-- begin Provided data --

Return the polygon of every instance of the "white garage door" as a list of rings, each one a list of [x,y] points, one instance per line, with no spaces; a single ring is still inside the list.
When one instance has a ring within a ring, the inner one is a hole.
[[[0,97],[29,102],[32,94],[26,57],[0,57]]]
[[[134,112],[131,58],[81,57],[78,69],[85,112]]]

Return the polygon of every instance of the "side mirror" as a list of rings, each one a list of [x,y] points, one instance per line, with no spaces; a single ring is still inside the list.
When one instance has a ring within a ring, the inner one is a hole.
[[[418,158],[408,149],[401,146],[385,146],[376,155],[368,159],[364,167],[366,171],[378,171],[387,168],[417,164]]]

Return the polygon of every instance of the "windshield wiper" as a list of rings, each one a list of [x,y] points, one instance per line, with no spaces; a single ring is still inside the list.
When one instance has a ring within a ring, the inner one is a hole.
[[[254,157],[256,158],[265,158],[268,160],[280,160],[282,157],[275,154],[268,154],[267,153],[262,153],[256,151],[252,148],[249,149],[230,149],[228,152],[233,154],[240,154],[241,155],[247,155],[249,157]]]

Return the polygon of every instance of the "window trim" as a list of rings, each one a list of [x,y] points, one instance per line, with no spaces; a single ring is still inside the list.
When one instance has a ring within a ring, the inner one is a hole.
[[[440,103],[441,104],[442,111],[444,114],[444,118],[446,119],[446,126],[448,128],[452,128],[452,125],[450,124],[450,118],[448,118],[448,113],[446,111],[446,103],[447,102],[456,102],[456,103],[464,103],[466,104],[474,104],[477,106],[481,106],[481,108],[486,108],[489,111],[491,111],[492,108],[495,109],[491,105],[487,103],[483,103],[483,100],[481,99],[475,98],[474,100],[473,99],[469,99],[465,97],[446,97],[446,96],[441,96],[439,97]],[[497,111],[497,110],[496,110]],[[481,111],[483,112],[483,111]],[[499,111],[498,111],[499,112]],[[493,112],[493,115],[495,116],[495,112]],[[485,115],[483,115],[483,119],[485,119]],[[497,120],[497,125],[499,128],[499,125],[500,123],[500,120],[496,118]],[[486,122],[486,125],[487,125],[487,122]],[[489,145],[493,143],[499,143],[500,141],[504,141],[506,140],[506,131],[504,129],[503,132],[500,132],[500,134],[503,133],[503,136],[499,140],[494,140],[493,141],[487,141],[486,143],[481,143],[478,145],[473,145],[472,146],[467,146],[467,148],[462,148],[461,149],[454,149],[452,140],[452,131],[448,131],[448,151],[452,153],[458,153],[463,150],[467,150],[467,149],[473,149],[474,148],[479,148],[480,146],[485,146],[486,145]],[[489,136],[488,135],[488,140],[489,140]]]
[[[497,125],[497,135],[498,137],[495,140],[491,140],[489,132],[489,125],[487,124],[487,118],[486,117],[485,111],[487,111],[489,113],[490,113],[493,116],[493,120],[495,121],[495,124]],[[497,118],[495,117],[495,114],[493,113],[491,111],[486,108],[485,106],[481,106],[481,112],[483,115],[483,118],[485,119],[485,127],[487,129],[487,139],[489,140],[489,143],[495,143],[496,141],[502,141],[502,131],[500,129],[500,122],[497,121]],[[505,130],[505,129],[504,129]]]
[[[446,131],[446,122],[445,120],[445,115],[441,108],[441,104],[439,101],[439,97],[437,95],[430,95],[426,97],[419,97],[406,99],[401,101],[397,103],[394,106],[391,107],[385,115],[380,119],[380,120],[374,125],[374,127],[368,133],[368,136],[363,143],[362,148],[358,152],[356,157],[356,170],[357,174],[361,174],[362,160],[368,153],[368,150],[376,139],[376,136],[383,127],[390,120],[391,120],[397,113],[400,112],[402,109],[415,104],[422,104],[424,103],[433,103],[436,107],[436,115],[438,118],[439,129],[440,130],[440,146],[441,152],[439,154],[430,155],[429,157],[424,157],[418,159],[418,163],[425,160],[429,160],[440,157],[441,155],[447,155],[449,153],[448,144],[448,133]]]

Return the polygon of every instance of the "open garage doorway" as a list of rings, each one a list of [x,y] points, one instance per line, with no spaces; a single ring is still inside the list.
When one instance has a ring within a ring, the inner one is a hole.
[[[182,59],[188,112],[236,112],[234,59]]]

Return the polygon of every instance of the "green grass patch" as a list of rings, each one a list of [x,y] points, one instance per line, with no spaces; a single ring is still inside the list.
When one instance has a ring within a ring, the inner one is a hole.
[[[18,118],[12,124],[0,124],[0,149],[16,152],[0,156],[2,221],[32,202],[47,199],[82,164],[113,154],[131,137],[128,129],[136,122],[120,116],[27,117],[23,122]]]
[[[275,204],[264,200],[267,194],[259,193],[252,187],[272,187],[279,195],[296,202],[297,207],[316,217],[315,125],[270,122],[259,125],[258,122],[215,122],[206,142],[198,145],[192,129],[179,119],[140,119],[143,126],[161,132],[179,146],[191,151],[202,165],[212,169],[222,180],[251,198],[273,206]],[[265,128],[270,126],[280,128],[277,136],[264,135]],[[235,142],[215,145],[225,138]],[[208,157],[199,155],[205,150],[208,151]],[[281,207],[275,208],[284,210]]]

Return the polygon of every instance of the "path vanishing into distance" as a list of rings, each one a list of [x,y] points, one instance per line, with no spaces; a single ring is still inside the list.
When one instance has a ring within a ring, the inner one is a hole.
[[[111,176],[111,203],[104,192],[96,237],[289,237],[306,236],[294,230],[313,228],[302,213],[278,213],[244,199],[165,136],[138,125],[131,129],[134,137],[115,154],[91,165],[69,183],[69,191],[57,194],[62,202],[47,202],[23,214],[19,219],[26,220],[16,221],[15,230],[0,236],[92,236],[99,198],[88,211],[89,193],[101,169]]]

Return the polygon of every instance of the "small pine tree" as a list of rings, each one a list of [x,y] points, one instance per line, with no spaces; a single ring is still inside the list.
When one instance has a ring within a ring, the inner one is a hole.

-- end Provided data --

Given exercise: Update all of the items above by replacing "instance" with "object" everywhere it occurs, and change nothing else.

Task solution:
Return the polygon of every object of the "white garage door" as a list of rings, each one a list of [x,y] points, one object per line, with no spaces; a single ring is still inside the list.
When one object has a ring within a ring, the inner one is a hole.
[[[0,97],[29,102],[32,94],[26,57],[0,57]]]
[[[134,112],[131,58],[81,57],[78,69],[85,112]]]

Return the polygon of every object of the "side mirror" as a list of rings, each one a list of [x,y] points, one object per line, with no spaces; a single ring is still inside the list.
When one object has a ring within a ring, the inner one is a hole.
[[[418,158],[408,149],[401,146],[385,146],[376,155],[368,159],[364,167],[366,171],[378,171],[387,168],[417,164]]]

Return the polygon of every object of the "windshield wiper" as a list of rings, each one a list of [x,y] points, one object per line, with no spaces; a single ring is still inside the list.
When one object has a ring within a ring, the inner one is a hole.
[[[254,157],[256,158],[265,158],[268,160],[280,160],[282,157],[275,154],[268,154],[267,153],[262,153],[256,151],[252,148],[249,149],[230,149],[228,152],[233,154],[240,154],[241,155],[247,155],[249,157]]]

Return the polygon of every object of the "window trim" as a list of rings, each one a list of [x,y] points, one object per line, with no spaces; a single ring is still inside the list.
When one object has a ring within a ring, the inner one is a hole.
[[[440,103],[441,104],[442,111],[444,114],[444,118],[446,119],[446,126],[448,128],[452,128],[452,125],[450,124],[450,118],[448,118],[448,113],[446,111],[446,103],[447,102],[456,102],[456,103],[464,103],[466,104],[474,104],[477,106],[481,106],[481,108],[486,108],[489,111],[491,111],[492,108],[495,109],[491,105],[487,103],[483,103],[483,100],[481,99],[475,98],[474,100],[473,99],[469,99],[465,97],[446,97],[446,96],[441,96],[439,97]],[[497,111],[497,110],[496,110]],[[481,111],[483,112],[483,111]],[[499,111],[498,111],[499,112]],[[493,112],[493,115],[495,116],[495,112]],[[485,115],[483,115],[483,119],[485,119]],[[497,120],[497,125],[499,128],[499,125],[500,123],[500,120],[496,118]],[[486,122],[486,125],[487,125],[487,122]],[[489,145],[493,143],[499,143],[500,141],[504,141],[506,140],[506,131],[504,129],[503,132],[500,132],[500,134],[503,133],[503,136],[499,140],[494,140],[493,141],[487,141],[486,143],[481,143],[478,145],[473,145],[472,146],[467,146],[467,148],[462,148],[461,149],[454,149],[452,140],[452,131],[448,131],[448,151],[452,153],[458,153],[463,150],[467,150],[467,149],[473,149],[474,148],[479,148],[480,146],[485,146],[486,145]],[[489,136],[488,135],[488,140],[489,140]]]
[[[497,125],[497,135],[498,137],[495,140],[491,140],[489,132],[489,125],[487,124],[487,118],[486,117],[485,111],[487,111],[489,113],[490,113],[493,116],[493,120],[495,121],[495,124]],[[497,118],[495,117],[495,114],[493,113],[491,111],[486,108],[485,106],[481,106],[481,112],[483,115],[483,118],[485,119],[485,127],[487,129],[487,139],[489,140],[489,143],[495,143],[496,141],[502,141],[502,131],[500,129],[500,122],[497,121]],[[505,130],[505,129],[504,129]]]
[[[446,131],[446,122],[445,120],[445,115],[441,108],[441,104],[439,101],[439,97],[437,95],[430,95],[426,97],[419,97],[406,99],[401,101],[397,103],[394,106],[391,107],[385,115],[380,119],[380,120],[374,125],[374,127],[368,133],[368,136],[363,143],[362,148],[358,152],[356,157],[356,170],[357,174],[361,174],[362,160],[368,153],[368,150],[376,139],[376,136],[383,127],[390,120],[391,120],[397,113],[400,112],[402,109],[415,104],[422,104],[424,103],[433,103],[436,107],[436,115],[438,118],[439,129],[440,130],[440,146],[441,152],[439,154],[430,155],[429,157],[424,157],[418,159],[418,163],[425,160],[429,160],[440,157],[441,155],[447,155],[449,153],[448,144],[448,133]]]

Return the polygon of every object of the "open garage doorway" as a list of rings, each one a list of [x,y] points, one object per line, with no spaces; a single ring is still inside the list.
When one object has a ring within a ring, the inner one is a hole.
[[[182,59],[188,112],[236,112],[234,59]]]

Return the polygon of every object of the "green grass patch" as a list of rings, each one a list of [x,y] points, one object per line, with no spaces; a single ring is still inside the list.
When one object has a ring within a ring, the inner one is a hole.
[[[18,118],[12,124],[0,124],[0,149],[16,152],[0,156],[2,221],[32,202],[47,199],[82,164],[113,154],[131,137],[128,129],[136,122],[120,116],[27,117],[23,122]]]
[[[275,204],[264,200],[267,194],[259,193],[252,187],[272,187],[279,195],[296,202],[297,207],[316,217],[315,125],[270,122],[259,125],[258,122],[215,122],[206,142],[198,145],[192,129],[179,119],[140,119],[143,126],[161,132],[179,146],[191,151],[202,165],[212,169],[222,180],[251,198],[273,206]],[[265,128],[270,126],[280,128],[277,136],[264,135]],[[235,142],[215,145],[225,138]],[[208,157],[199,155],[205,150],[208,151]],[[281,207],[275,208],[284,210]]]

Return the polygon of every object of the "path vanishing into distance" as a list of rings, each one a list of [x,y] points, one object per line, with no spaces; a single ring is still inside the list.
When one object has a ring within a ring, the inner one is a hole.
[[[111,176],[111,203],[104,192],[96,237],[289,237],[306,236],[294,230],[313,228],[302,213],[278,213],[244,199],[165,136],[138,125],[131,129],[134,137],[115,154],[91,165],[69,183],[69,191],[57,194],[62,202],[47,202],[23,214],[19,219],[26,220],[16,221],[15,230],[0,236],[92,236],[99,198],[88,211],[89,193],[101,169]]]

Return the polygon of every object of the "small pine tree" as a list of rings, each one a list of [x,y] points, one object per line, with no spaces; a single ring is still inside the list.
When one object has a ring within a ring, the inner one is a hole.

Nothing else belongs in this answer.